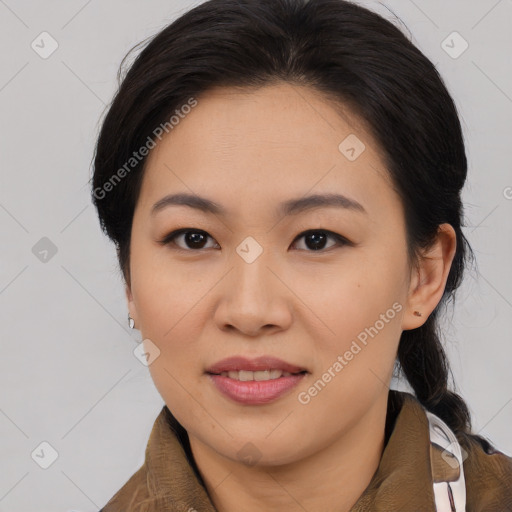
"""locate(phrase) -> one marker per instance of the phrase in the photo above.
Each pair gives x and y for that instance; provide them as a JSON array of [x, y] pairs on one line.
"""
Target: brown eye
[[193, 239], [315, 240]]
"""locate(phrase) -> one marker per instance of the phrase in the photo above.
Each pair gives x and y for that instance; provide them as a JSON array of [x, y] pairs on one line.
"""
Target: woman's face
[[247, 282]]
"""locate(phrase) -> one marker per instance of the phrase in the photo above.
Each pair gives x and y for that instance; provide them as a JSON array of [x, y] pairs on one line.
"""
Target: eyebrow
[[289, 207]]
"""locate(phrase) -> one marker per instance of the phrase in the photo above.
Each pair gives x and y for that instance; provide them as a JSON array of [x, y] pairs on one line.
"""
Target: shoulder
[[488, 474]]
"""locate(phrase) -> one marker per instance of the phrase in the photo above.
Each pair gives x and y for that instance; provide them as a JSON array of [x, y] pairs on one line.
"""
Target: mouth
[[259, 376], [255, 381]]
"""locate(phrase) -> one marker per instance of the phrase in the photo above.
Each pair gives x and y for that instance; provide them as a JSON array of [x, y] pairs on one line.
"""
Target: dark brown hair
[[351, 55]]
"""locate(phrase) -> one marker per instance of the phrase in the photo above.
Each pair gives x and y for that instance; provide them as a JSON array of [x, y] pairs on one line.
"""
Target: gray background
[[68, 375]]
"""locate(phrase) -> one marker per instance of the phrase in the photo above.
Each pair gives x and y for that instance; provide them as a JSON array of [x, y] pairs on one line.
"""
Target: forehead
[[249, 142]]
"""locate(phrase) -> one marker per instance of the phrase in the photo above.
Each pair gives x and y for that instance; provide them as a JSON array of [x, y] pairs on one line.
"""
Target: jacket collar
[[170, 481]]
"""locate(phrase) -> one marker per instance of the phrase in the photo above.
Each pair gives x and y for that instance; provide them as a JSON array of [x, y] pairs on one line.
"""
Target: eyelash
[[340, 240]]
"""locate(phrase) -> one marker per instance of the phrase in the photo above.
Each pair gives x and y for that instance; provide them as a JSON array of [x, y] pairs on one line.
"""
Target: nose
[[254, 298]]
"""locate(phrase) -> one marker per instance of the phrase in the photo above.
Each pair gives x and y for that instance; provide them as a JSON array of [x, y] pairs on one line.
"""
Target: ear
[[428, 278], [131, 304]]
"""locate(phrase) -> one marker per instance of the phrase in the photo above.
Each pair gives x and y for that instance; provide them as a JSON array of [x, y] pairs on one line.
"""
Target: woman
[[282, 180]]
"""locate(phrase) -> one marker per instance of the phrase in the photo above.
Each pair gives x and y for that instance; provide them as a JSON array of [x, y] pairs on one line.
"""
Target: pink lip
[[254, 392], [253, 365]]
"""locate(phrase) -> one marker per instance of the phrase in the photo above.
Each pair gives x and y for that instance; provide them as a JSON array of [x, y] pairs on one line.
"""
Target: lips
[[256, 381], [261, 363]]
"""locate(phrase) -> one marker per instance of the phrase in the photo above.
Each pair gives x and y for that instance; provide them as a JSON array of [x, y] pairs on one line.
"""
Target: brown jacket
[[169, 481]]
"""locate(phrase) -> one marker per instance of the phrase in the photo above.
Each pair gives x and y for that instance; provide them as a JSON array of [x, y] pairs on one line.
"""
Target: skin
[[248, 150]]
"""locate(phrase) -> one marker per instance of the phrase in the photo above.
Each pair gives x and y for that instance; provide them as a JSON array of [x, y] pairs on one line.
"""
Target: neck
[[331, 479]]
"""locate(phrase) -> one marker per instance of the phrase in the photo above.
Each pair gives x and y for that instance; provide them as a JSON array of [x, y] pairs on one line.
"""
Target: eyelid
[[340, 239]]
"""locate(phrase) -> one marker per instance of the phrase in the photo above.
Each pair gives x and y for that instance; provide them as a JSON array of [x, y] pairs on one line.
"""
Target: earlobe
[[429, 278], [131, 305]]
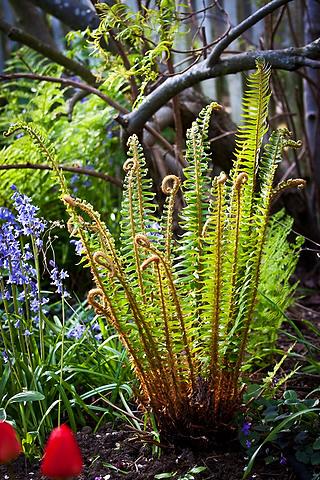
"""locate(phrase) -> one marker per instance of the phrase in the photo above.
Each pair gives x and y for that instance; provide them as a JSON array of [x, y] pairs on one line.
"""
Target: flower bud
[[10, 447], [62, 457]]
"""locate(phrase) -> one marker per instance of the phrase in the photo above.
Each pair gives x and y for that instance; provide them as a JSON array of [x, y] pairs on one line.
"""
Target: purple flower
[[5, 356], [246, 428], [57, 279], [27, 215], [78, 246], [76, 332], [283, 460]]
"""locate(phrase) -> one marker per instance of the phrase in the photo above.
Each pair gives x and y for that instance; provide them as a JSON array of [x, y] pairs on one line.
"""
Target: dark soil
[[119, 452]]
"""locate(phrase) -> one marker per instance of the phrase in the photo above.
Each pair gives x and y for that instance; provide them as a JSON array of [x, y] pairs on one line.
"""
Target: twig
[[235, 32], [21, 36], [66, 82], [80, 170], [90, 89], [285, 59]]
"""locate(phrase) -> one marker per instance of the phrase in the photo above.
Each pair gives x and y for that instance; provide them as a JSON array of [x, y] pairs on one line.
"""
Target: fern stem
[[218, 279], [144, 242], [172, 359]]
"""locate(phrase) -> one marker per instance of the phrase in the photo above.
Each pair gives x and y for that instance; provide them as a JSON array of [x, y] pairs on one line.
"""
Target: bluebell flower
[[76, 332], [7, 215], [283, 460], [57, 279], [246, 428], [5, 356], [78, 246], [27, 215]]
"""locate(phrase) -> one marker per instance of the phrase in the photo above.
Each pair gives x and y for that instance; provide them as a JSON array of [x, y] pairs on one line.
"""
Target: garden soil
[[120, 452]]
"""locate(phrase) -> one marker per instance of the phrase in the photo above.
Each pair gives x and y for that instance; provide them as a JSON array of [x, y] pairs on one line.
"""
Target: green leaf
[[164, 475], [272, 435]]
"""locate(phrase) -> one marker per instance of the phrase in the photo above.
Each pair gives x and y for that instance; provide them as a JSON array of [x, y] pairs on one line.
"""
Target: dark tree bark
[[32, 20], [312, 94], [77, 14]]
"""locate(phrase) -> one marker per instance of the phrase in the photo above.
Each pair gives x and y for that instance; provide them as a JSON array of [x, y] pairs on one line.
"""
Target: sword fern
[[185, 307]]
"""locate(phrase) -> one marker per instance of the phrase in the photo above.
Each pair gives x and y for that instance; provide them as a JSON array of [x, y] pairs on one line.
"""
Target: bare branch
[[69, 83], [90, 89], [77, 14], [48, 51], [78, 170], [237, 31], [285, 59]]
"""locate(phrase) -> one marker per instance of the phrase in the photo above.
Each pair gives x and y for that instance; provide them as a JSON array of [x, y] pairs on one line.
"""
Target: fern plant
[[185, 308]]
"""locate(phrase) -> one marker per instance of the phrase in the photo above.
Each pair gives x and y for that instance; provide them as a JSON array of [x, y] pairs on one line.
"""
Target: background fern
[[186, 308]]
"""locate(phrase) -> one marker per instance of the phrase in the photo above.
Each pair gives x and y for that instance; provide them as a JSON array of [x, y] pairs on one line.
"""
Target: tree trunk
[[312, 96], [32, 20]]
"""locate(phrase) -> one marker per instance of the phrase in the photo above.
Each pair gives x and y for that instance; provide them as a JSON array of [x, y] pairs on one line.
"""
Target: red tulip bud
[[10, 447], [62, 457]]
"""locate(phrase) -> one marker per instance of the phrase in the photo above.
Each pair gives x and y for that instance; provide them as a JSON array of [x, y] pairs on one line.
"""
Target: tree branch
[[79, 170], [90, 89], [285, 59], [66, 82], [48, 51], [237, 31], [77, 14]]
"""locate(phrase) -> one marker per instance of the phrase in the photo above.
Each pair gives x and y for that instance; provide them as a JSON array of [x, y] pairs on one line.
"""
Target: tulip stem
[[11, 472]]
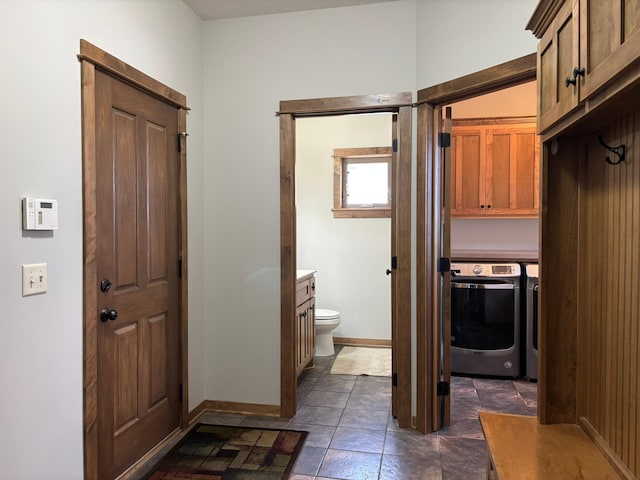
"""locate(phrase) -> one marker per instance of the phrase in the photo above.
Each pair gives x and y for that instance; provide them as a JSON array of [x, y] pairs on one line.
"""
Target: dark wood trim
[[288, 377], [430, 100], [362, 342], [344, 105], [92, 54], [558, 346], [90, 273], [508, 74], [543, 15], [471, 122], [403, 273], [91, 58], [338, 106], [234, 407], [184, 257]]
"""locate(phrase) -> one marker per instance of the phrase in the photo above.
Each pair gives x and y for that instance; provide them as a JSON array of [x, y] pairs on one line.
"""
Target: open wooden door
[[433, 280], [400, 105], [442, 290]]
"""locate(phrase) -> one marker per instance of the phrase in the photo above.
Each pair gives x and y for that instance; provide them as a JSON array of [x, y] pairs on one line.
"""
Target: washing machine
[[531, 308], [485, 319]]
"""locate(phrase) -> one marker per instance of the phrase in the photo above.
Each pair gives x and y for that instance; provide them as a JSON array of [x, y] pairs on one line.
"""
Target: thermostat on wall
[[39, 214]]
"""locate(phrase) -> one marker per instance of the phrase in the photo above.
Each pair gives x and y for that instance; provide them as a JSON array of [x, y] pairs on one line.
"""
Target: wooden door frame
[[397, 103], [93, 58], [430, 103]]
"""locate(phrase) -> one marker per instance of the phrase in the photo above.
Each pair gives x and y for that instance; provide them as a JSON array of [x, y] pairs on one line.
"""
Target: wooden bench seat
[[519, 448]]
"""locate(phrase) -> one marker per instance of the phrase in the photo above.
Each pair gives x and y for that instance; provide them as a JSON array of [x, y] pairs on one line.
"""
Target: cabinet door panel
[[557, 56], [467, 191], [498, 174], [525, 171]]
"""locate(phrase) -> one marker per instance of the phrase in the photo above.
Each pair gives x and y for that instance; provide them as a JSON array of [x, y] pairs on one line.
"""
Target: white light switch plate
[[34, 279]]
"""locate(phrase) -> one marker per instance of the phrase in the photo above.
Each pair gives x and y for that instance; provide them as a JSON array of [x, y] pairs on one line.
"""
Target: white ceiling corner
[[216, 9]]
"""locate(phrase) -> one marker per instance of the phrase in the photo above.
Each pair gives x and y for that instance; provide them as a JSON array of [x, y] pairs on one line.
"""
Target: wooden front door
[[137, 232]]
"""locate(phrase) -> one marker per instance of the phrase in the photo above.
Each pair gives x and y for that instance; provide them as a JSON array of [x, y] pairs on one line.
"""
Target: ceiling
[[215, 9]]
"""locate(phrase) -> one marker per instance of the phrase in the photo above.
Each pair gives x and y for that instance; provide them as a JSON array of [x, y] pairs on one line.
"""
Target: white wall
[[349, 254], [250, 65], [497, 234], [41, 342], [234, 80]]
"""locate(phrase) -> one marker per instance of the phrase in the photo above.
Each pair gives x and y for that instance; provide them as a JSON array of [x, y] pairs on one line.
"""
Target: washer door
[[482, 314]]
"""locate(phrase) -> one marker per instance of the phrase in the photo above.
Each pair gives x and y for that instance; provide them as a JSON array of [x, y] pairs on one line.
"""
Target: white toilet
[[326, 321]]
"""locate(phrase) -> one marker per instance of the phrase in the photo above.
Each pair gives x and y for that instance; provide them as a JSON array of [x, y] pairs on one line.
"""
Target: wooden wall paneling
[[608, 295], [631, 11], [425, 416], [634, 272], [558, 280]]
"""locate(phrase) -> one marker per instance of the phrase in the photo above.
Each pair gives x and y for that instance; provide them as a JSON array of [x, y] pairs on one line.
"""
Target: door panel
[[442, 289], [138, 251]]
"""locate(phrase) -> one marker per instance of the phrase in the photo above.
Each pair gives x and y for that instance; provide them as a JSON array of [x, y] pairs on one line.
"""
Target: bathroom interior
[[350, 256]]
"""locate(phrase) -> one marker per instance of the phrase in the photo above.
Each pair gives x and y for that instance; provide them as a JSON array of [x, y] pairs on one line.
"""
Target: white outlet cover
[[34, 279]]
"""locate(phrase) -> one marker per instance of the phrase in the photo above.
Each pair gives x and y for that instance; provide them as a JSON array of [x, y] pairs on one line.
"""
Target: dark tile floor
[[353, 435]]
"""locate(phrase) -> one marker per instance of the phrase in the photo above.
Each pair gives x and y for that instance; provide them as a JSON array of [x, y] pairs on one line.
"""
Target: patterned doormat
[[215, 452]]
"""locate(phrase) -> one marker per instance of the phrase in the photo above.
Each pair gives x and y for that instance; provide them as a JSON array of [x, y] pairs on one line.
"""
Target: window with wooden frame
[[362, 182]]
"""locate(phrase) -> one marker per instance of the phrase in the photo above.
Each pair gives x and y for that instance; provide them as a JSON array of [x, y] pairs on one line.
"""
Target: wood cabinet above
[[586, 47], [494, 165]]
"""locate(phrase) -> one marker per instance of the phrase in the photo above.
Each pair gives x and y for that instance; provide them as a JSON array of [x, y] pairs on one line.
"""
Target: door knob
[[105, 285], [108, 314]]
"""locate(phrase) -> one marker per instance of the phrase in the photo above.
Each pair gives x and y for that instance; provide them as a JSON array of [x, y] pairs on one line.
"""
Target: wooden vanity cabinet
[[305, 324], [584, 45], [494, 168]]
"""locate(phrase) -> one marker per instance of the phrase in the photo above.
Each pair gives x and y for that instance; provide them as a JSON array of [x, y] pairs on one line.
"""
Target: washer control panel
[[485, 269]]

+++

__What to produce__
Please arrange the records as a two-column CSV with the headers input and output, one row per record, starting at the beginning of the records and ending at the line that contains "[[488, 474]]". Put each record's text and its answer in single quoted fields with line breaks replaced by spaces, and leave the pictures out.

__Written solution__
input,output
"""""""locate(phrase) -> one marker per instance of the phrase in the photo above. Each pair gives x and y for that instance; provide them as a JSON array of [x, y] pairs on one line. """""" Target: brown eye","[[193, 239], [315, 240]]"
"""""""locate(phrase) -> one marker per instance of the phrase in the photo above. Each pair gives x and y for that instance; provide them as a JSON array of [x, y] pairs on one line. """""" Target: woman's face","[[247, 282]]"
"""""""locate(phrase) -> one marker per instance of the phrase in the photo above. Each pair gives x and y for that instance; provide them as a JSON array of [x, y] pairs on one line. """""" Target: eyebrow","[[289, 207]]"
"""""""locate(phrase) -> one marker per instance of the phrase in the photo above. Each pair gives x and y for that instance; provide them as a JSON array of [x, y] pairs on one line. """""" Target: shoulder","[[488, 474]]"